Blog da Companhia das Letras
03 de abril de 2012
por Vanessa Barbara
“E se amanhã eu acordar e não for mais eu mesmo,
mas um besouro vira-bosta?” (Andrew Solomon)
Muitas vezes, ler sobre desequilíbrios, insânias e extravagâncias pode ser uma grande fonte de alívio para quem, como eu, tem medo de um dia acordar besouro. É terapêutico saber que há casos piores que o nosso, como o de Oliver Sanderson, que há mais de trinta anos pensa que é uma laranja, ou Phineas P. Gage, um operário de ferrovias que, após uma explosão, teve o crânio trespassado por uma barra de ferro de 6 kg. O comprido artefato entrou pela bochecha esquerda do rapaz, projetou seu globo ocular para fora, perfurou o lobo frontal e saiu pelo topo da cabeça. Ao dar entrada no hospital, caminhando, ele comentou ao médico: “Doutor, isso aqui vai dar um trabalhão”.
Além de catártica, esse tipo de leitura pode estabelecer uma conexão com outros mundos (autismo, esquizofrenia, depressão), do qual podemos sair a qualquer momento simplesmente desligando o abajur.
A seguir, uma lista das minhas leituras psiquiátricas preferidas (elaborada após o pedido de um Top 5 para o blog Meia Palavra). Lacunas imperdoáveis podem ser atribuídas a um lapso de memória e não devem ser consideradas sintomas. Para a infelicidade dos que sofrem de TOC, a lista não segue nenhuma ordem.
1) O demônio do meio-dia, de Andrew Solomon, ed. Objetiva. Melhor estudo sobre depressão já publicado. Com um estilo literário apurado, o jornalista expõe seu vínculo pessoal com a doença e faz uma investigação de sua incidência, manifestação, sintomas e tratamentos. É um mundo cinzento onde chove o tempo todo e até as estruturas mais fortes podem ser tomadas pela ferrugem. “Viver com depressão é como tentar manter o equilíbrio enquanto dança com um bode”, define.
O repórter da revista The New Yorker explica que a depressão começa do insípido, enevoa os dias num tom sépia e enfraquece ações ordinárias até que suas formas claras sejam obscurecidas pelo esforço que exigem, nos deixando cansados, entediados e obcecados em nós mesmos. Há uma bela passagem sobre a dificuldade que ele tem para se levantar da cama e ir tomar banho, antecipando cada passo e por fim desistindo da tarefa: “No mundo inteiro as pessoas tomam banho. Por que eu não podia ser uma delas?”.
Seu relato oscila magistralmente entre o registro jornalístico e o pessoal. A pesquisa durou cinco anos e é bem precisa em suas metáforas e definições: na depressão, o ar parece espesso e resistente, como que cheio de massa de pão. Tudo o que foi rápido é agora lento. A depressão, enfim, é a ausência de sentido vital de propósito e o embotamento de sensações — felicidade, tristeza, senso de humor e capacidade de amar.

☆ ☆ ☆ ☆ ☆ ☆ ☆

Tarefas do exercício
1) No texto sobre leituras psiquiátricas, quanto tempo durou a pesquisa de Andrew Solomon?
2) Por favor, continue o texto sobre leituras psiquiátricas a partir da última frase.

☆ ☆ ☆ ☆ ☆ ☆ ☆

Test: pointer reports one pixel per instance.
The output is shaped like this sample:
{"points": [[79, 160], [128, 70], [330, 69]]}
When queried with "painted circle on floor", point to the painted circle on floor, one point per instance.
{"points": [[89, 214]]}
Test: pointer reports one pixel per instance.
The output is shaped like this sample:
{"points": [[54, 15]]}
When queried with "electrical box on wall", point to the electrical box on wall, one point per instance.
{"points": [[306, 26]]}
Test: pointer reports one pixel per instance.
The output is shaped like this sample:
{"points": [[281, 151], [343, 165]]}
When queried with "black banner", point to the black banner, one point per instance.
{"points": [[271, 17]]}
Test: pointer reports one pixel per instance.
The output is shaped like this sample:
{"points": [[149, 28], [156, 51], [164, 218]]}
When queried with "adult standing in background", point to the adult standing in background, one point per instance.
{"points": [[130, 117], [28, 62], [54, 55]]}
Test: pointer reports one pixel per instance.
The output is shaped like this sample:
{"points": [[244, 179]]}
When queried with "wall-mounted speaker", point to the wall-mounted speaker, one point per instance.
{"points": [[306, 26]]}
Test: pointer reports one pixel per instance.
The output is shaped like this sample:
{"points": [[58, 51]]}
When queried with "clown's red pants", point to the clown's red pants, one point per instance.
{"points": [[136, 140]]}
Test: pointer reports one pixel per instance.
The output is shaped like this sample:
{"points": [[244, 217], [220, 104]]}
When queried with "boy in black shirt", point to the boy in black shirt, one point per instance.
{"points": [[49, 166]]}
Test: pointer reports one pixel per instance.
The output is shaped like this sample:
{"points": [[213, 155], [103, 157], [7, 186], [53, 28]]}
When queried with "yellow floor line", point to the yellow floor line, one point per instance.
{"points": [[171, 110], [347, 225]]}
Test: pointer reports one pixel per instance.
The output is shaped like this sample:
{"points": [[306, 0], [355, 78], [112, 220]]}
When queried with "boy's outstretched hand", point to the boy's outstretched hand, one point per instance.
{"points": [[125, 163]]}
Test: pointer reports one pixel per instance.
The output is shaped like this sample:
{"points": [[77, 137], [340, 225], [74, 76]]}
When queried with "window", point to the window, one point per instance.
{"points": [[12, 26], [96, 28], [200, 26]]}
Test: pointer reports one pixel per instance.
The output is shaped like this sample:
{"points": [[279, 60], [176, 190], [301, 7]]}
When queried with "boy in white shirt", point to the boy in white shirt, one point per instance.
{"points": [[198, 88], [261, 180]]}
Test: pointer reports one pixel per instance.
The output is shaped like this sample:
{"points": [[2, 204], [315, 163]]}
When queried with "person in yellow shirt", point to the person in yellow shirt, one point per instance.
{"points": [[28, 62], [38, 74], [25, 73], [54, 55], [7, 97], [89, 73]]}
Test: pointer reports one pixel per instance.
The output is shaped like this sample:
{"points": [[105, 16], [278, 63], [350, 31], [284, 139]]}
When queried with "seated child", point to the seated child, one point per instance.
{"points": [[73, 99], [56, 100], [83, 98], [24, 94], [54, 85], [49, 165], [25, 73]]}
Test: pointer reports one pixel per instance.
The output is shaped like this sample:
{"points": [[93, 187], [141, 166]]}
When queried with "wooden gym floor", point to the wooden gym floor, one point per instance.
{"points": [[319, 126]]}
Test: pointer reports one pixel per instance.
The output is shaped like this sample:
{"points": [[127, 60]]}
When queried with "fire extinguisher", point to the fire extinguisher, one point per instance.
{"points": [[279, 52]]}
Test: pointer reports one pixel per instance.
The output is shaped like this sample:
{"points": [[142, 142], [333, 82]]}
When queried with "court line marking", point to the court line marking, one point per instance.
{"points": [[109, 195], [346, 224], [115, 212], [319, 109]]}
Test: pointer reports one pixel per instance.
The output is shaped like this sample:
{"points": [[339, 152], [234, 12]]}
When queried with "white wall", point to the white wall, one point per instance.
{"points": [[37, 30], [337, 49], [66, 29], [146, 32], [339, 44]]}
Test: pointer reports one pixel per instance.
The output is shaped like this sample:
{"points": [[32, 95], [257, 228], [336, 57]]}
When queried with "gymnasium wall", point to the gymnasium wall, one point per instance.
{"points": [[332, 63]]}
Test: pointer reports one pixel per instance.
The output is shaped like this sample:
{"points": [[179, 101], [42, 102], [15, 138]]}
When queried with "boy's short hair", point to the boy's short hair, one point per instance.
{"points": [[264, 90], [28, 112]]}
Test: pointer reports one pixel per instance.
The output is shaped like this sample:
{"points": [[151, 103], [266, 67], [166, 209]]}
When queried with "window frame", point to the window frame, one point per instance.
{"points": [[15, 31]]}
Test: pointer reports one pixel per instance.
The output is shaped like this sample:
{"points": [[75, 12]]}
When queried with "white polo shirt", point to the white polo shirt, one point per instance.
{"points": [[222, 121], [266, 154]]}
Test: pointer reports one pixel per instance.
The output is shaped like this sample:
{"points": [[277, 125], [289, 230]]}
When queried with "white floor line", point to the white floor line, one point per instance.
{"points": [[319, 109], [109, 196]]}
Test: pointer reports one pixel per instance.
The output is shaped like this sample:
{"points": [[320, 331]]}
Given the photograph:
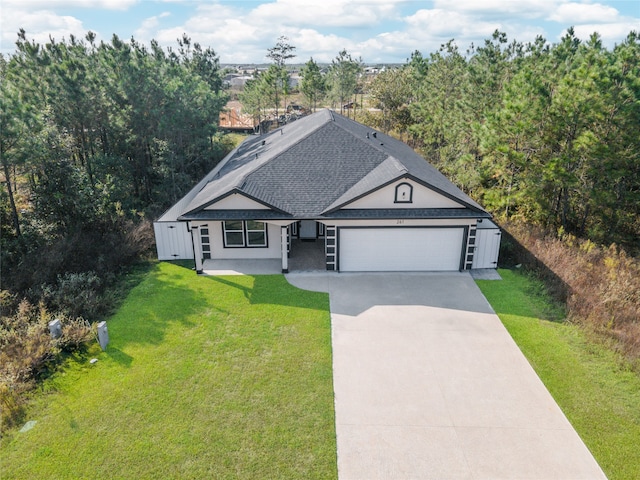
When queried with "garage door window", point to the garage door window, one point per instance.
{"points": [[238, 234]]}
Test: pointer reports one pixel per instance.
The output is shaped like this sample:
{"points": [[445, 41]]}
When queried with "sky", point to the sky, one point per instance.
{"points": [[378, 31]]}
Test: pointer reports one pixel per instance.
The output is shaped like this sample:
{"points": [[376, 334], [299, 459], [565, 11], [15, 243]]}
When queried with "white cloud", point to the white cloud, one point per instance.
{"points": [[50, 5], [611, 33], [241, 32], [328, 13], [501, 8], [39, 25]]}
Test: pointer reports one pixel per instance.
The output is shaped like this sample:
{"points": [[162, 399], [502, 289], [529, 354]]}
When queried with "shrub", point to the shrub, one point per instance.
{"points": [[27, 352]]}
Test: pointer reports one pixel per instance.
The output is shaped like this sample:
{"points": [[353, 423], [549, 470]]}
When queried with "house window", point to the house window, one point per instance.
{"points": [[256, 234], [244, 234], [404, 193]]}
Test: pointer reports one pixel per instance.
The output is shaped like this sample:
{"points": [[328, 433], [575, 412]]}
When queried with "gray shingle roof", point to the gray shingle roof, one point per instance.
{"points": [[308, 168]]}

☆ ☆ ☆ ☆ ☆ ☆ ☆

Respostas das tarefas
1) Cinco anos.

2)
A superação da doença é às vezes descrita com a simplicidade de quem decide sair para comprar um par de meias. Para alguns dos personagens deste livro, a salvação foi “fazer coisas com fios”, descascar pepinos, aprender sapateado e forçar-se a seguir em frente. “Pessoas que atravessaram uma depressão e estão estabilizadas frequentemente têm uma aguda consciência da alegria da existência cotidiana. Mostram-se capazes de uma espécie de êxtase imediato e de uma intensa apreciação por tudo que é bom em suas vidas. […] Podem desenvolver uma profundidade moral que é um troféu no fundo de sua caixa de tristezas”, diz.
2) Um antropólogo em Marte: Sete histórias paradoxais, de Oliver Sacks, ed. Companhia das Letras. O renomado neurologista e escritor descreve alguns casos curiosos que encontrou durante a prática clínica: um pintor que enxerga tudo em preto e branco, um cirurgião com síndrome de Tourette, um massagista cego que recupera a visão.
Autor de onze livros, Sacks descreve em detalhes o histórico de vida dos pacientes. Seu estilo literário aproxima-se das chamadas “anedotas clínicas” do século XIX, com especial influência do neuropsicólogo A. R. Luria, frequentemente citado em seus artigos.
Um dos pontos altos da obra é a constatação de que as deficiências, distúrbios e doenças podem ter um papel paradoxal na vida das pessoas, revelando poderes latentes que talvez nunca fossem vistos na ausência desses males. Em Um antropólogo em Marte, o tema central é justamente o potencial criativo das doenças. Se, por um lado, os distúrbios de desenvolvimento destroem caminhos preciosos no cérebro, podem, por outro, forçar o sistema nervoso a buscar alternativas, levando-o a um inesperado crescimento ou evolução.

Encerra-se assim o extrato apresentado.